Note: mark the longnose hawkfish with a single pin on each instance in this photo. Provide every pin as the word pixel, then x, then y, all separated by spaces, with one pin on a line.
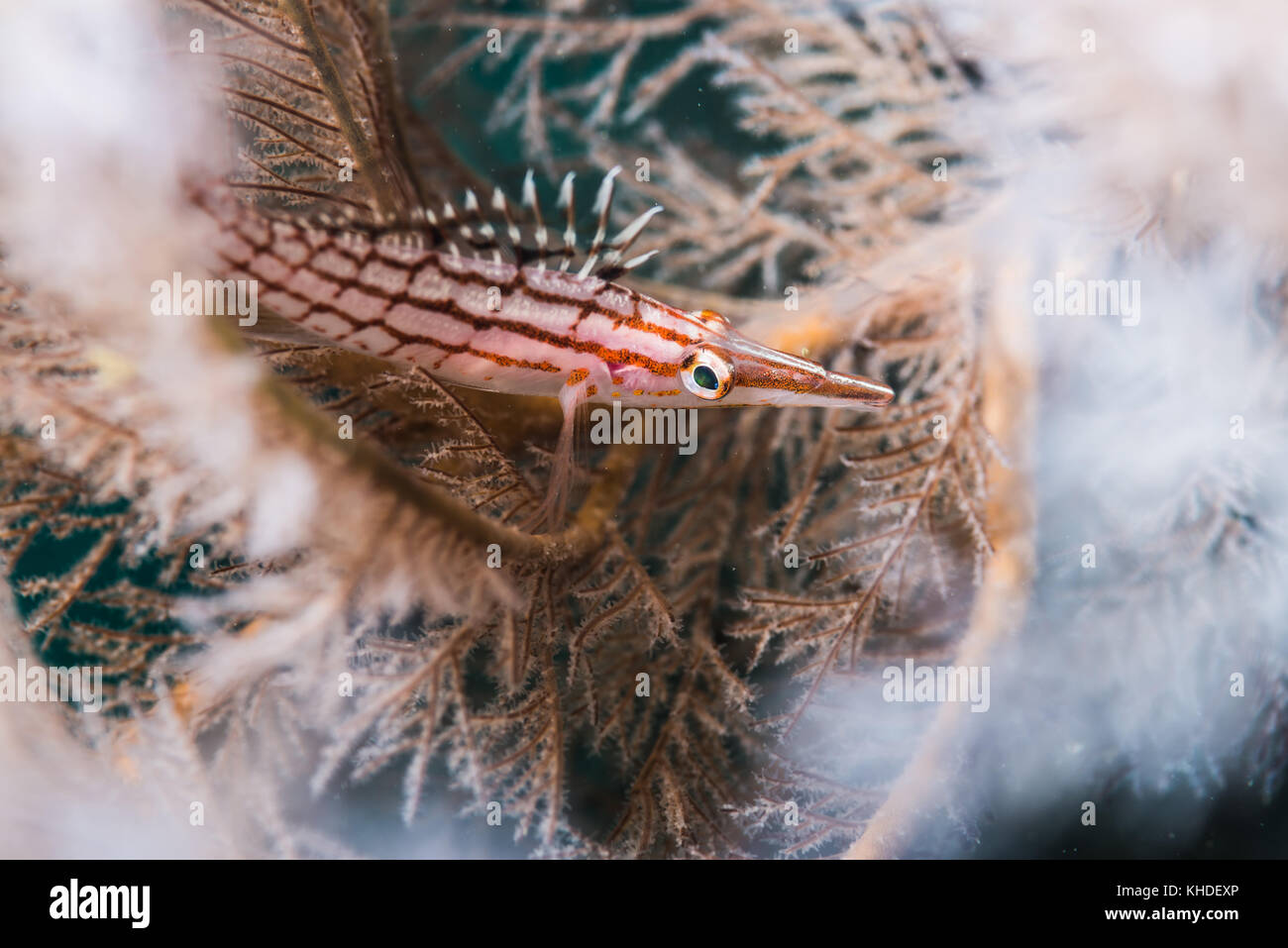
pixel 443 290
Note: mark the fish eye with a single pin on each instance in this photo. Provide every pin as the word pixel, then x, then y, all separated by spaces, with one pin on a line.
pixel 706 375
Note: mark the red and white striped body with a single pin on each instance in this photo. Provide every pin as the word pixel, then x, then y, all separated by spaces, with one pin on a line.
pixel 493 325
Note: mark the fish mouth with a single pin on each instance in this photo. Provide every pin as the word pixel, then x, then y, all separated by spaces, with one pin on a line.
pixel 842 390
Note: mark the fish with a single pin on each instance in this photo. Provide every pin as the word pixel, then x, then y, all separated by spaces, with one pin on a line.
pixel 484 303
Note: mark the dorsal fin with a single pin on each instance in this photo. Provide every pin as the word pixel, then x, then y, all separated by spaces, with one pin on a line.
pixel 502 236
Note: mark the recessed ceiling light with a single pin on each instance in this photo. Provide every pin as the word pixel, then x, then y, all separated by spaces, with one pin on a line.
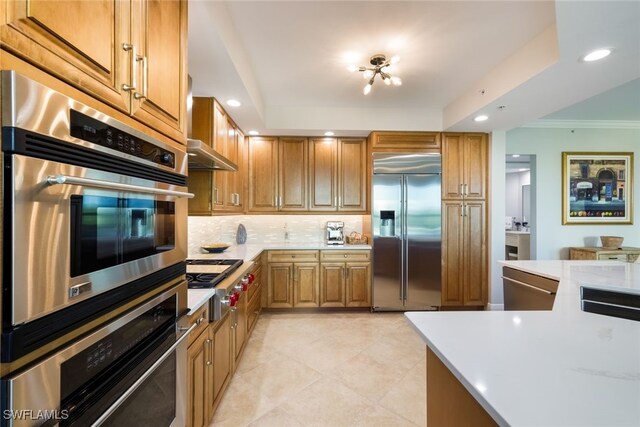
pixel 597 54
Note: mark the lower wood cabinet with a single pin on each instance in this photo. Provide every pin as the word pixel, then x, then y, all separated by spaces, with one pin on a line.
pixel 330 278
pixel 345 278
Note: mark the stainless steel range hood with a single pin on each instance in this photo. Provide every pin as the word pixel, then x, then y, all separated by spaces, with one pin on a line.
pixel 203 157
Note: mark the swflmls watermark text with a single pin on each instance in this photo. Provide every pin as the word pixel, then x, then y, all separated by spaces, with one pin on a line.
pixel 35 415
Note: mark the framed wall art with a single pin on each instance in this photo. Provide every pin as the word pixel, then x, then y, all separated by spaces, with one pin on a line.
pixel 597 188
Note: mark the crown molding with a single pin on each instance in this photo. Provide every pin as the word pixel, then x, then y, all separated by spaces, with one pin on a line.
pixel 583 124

### BRIEF:
Write out the data precisely as given, excluding the pictures.

### SOLUTION:
Note: mark the longnose hawkfish with a single pin on each instance in this photo. Provide every pin as the word pixel, then x, then y, all separated by spaces, with one pin on a line.
pixel 443 290
Note: mark the fish eye with a single pin on each instance in this photo. Provide every pin as the word pixel, then x, then y, all separated by spaces, with one pin on a line.
pixel 706 375
Note: mark the red and white striped body with a single pin on each instance in this photo. Provide every pin as the word pixel, then x, then y, all separated by spaces, with one pin on a line.
pixel 493 325
Note: mark the fish mouth with a single pin on each instance in this photo. Provide every pin as the word pixel, then x, then y, all separated by spaces, with one pin on a line.
pixel 842 390
Note: mark the fish with a single pin on each instance in this photo. Provide every pin as the word pixel, then x, then y, all separated by spaces, with one pin on a line.
pixel 484 303
Note: mark the dorsal fin with a single pin on each instance in this photo. Provide every pin as the word pixel, then x, then y, all separated by spaces, with one pin on a line.
pixel 502 236
Note: mark the recessed ceiling light with a single pin on each instance in this photo. Provide every pin as the word pixel, then x, then y, all separated by spaces, with one pin on a line.
pixel 597 54
Note: mark the lower wood cabinet with a single pin on each instance in this photo. Provide every pin as the word pixel, then x, then y, all separated by spaces, with one pin on a line.
pixel 330 278
pixel 345 278
Note: mark the stainless steel range hood with a single pin on each instance in this photo. Provide every pin as the word pixel, then x, then y, all separated by spaces, with one pin on a line.
pixel 203 157
Note: mark the swflmls watermark text with a single pin on each instance in this photo. Provide every pin as the word pixel, then x, then y, all separated by spaces, with one pin on a line.
pixel 35 415
Note: mark the framed wall art with a single pin on each instance in this photo. Provide every pin as the word pixel, then x, then y, all separated by spaces, with one pin on a line.
pixel 597 188
Note: mark the crown molding with a single pin on each instance in this photo. Provide every pin as the word pixel, then x, then y, all separated by spaces, with one pin on a line.
pixel 583 124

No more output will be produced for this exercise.